## What the task asks
Count the lines that contain the string "every" in the records beneath, and respond with the number only.

## Provided information
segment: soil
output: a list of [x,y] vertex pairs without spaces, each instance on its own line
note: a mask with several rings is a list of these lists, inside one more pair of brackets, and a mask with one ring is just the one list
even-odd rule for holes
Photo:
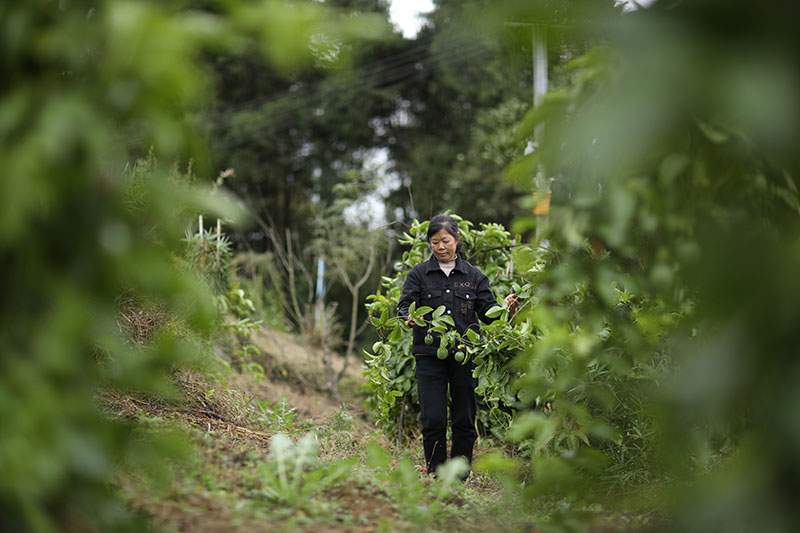
[[[264,367],[268,379],[257,381],[243,373],[232,376],[232,384],[247,396],[278,402],[286,397],[300,418],[320,421],[344,408],[354,419],[364,424],[364,429],[374,429],[367,424],[367,412],[360,395],[363,377],[363,360],[333,356],[333,370],[342,380],[335,392],[325,390],[327,372],[322,363],[322,350],[302,344],[295,335],[261,330],[253,336],[253,343],[261,351],[258,362]],[[344,372],[342,372],[344,369]]]

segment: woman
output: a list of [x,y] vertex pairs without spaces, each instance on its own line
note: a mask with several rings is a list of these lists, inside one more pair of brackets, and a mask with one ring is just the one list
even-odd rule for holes
[[[445,313],[453,318],[455,329],[463,335],[467,328],[478,328],[478,319],[489,323],[494,319],[486,311],[497,305],[489,279],[478,268],[464,260],[461,251],[461,233],[458,222],[448,215],[436,215],[428,225],[428,242],[431,257],[411,269],[403,285],[397,304],[398,314],[412,327],[414,339],[412,353],[417,363],[417,390],[422,412],[422,447],[430,474],[447,460],[447,389],[450,387],[450,419],[452,447],[450,457],[464,457],[472,463],[472,449],[477,438],[475,430],[475,387],[478,380],[472,377],[475,364],[459,363],[451,347],[444,360],[436,357],[438,336],[431,344],[425,343],[428,326],[414,322],[408,316],[411,302],[417,307],[433,309],[443,305]],[[510,308],[515,308],[515,295],[506,297]],[[430,342],[430,339],[429,339]]]

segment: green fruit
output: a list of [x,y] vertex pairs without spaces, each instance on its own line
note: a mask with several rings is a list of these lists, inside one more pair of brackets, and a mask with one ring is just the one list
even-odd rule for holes
[[425,335],[425,344],[427,344],[428,346],[433,344],[433,337],[431,335]]
[[456,358],[456,361],[458,361],[459,363],[464,362],[464,352],[456,352],[456,355],[454,357]]
[[436,350],[436,357],[441,360],[447,359],[447,348],[444,346],[440,346],[438,350]]

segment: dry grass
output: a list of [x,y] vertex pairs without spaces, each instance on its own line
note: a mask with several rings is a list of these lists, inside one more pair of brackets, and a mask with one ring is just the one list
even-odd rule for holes
[[126,292],[117,299],[117,325],[120,331],[137,346],[150,342],[173,317],[163,302],[144,301],[131,292]]
[[191,426],[227,434],[235,440],[255,441],[266,447],[271,433],[250,422],[244,395],[221,381],[212,383],[197,370],[181,369],[173,374],[179,391],[166,399],[104,387],[97,393],[101,408],[110,416],[138,419],[141,416],[187,422]]

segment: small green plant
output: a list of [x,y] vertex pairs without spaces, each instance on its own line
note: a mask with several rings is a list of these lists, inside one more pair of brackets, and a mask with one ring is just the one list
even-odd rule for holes
[[253,300],[247,297],[238,282],[219,297],[218,304],[221,313],[232,313],[236,317],[248,317],[256,312]]
[[337,409],[330,417],[332,431],[350,431],[353,429],[353,417],[344,409]]
[[253,399],[256,422],[267,425],[274,431],[294,431],[297,422],[297,409],[289,407],[286,396],[277,403]]
[[[200,218],[202,221],[202,217]],[[225,293],[231,287],[231,241],[219,226],[186,230],[184,256],[186,261],[208,283],[214,292]]]
[[398,509],[419,530],[445,518],[448,498],[463,492],[462,479],[469,466],[462,457],[441,465],[433,478],[420,473],[408,459],[393,461],[375,443],[367,446],[366,451],[367,464],[374,469],[376,480],[391,487]]
[[266,379],[267,374],[264,367],[255,360],[256,357],[261,355],[261,350],[254,344],[245,344],[241,350],[234,350],[237,362],[241,365],[242,370],[250,374],[250,376],[259,383],[262,379]]
[[262,320],[255,318],[256,308],[253,301],[247,297],[244,289],[239,288],[238,283],[225,293],[217,295],[217,309],[221,315],[231,318],[222,327],[242,341],[249,339],[263,325]]
[[315,496],[345,479],[355,459],[322,464],[318,459],[319,441],[313,433],[296,443],[283,434],[272,437],[266,461],[257,464],[260,494],[267,500],[314,513],[322,502]]
[[233,345],[238,346],[233,349],[233,362],[250,374],[256,383],[260,382],[266,378],[264,367],[256,360],[261,356],[261,350],[249,341],[261,329],[263,321],[255,319],[253,301],[238,282],[223,294],[217,294],[216,299],[217,309],[224,317],[221,326],[230,334]]

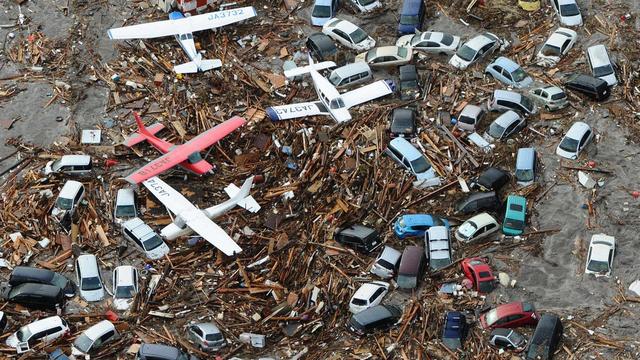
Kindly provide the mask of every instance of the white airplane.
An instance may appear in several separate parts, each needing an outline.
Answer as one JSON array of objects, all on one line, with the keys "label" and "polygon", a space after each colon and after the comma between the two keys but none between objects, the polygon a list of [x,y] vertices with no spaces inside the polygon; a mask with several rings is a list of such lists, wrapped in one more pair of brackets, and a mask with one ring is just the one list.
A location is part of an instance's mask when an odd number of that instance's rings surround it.
[{"label": "white airplane", "polygon": [[196,232],[227,256],[238,254],[242,249],[212,220],[223,215],[236,205],[254,213],[260,210],[260,205],[249,195],[253,184],[253,176],[245,180],[242,188],[238,188],[233,184],[227,186],[225,191],[230,196],[230,199],[204,210],[195,207],[182,194],[158,177],[147,179],[143,184],[175,216],[173,222],[165,226],[160,232],[162,237],[167,240],[174,240],[180,236]]},{"label": "white airplane", "polygon": [[314,115],[328,115],[338,123],[342,123],[351,120],[351,114],[349,113],[350,108],[393,93],[393,82],[390,80],[378,80],[358,89],[340,94],[335,86],[318,72],[318,70],[333,66],[336,66],[333,61],[324,61],[316,64],[313,62],[313,59],[311,59],[311,56],[309,56],[309,65],[285,70],[284,74],[287,78],[293,78],[306,73],[311,74],[313,87],[316,89],[320,100],[291,105],[271,106],[266,110],[271,121]]},{"label": "white airplane", "polygon": [[253,6],[186,17],[181,12],[174,11],[169,14],[169,20],[113,28],[107,30],[107,34],[110,39],[148,39],[175,35],[191,61],[174,66],[173,71],[178,74],[196,73],[219,68],[222,62],[219,59],[202,59],[202,54],[196,50],[193,32],[219,28],[254,16],[256,9]]}]

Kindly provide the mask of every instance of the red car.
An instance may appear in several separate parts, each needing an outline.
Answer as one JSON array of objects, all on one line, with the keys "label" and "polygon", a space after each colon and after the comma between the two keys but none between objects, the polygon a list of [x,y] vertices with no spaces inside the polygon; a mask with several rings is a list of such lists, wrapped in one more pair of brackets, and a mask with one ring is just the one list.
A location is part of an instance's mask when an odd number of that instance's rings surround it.
[{"label": "red car", "polygon": [[471,280],[476,291],[486,294],[495,289],[496,278],[493,276],[491,268],[485,259],[479,257],[467,258],[462,260],[460,264],[464,275]]},{"label": "red car", "polygon": [[535,326],[538,324],[538,319],[540,314],[536,312],[533,304],[516,301],[500,305],[480,315],[480,324],[483,329],[515,328]]}]

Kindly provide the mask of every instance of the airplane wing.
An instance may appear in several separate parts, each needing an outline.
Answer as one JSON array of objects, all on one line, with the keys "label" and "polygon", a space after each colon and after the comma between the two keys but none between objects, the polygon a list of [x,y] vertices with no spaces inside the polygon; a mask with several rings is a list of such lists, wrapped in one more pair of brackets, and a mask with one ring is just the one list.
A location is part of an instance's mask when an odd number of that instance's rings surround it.
[{"label": "airplane wing", "polygon": [[216,142],[220,141],[223,137],[227,136],[233,130],[244,125],[247,121],[239,116],[234,116],[231,119],[218,124],[213,128],[203,132],[202,134],[194,137],[188,142],[176,146],[170,152],[156,158],[149,162],[147,165],[134,171],[125,178],[132,184],[138,184],[147,180],[152,176],[156,176],[172,167],[185,161],[191,154],[205,149]]},{"label": "airplane wing", "polygon": [[175,20],[155,21],[107,30],[110,39],[148,39],[163,36],[188,34],[215,29],[256,16],[256,9],[247,6],[188,16]]},{"label": "airplane wing", "polygon": [[142,184],[174,215],[179,215],[185,211],[198,210],[191,201],[156,176],[144,181]]},{"label": "airplane wing", "polygon": [[[249,210],[252,213],[257,213],[260,211],[260,204],[253,198],[253,196],[249,195],[249,190],[251,189],[251,184],[253,183],[253,177],[251,178],[251,182],[249,180],[245,181],[242,185],[242,188],[236,186],[236,184],[231,183],[224,188],[224,191],[229,195],[230,200],[236,200],[238,206]],[[236,196],[239,198],[236,198]]]},{"label": "airplane wing", "polygon": [[378,80],[371,84],[365,85],[358,89],[354,89],[351,91],[347,91],[342,94],[342,101],[344,101],[344,105],[347,109],[365,103],[367,101],[371,101],[373,99],[377,99],[379,97],[389,95],[393,93],[391,86],[387,83],[386,80]]},{"label": "airplane wing", "polygon": [[320,101],[268,107],[267,115],[271,121],[288,120],[313,115],[328,115],[329,112]]},{"label": "airplane wing", "polygon": [[202,211],[197,210],[183,214],[183,219],[191,230],[220,249],[225,255],[233,256],[242,252],[242,248],[220,226],[209,220]]}]

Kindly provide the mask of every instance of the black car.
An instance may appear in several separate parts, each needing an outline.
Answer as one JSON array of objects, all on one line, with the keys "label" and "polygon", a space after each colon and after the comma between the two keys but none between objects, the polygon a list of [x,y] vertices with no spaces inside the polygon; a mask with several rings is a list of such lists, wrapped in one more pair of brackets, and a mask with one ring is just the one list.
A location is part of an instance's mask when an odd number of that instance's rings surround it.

## Reply to the task
4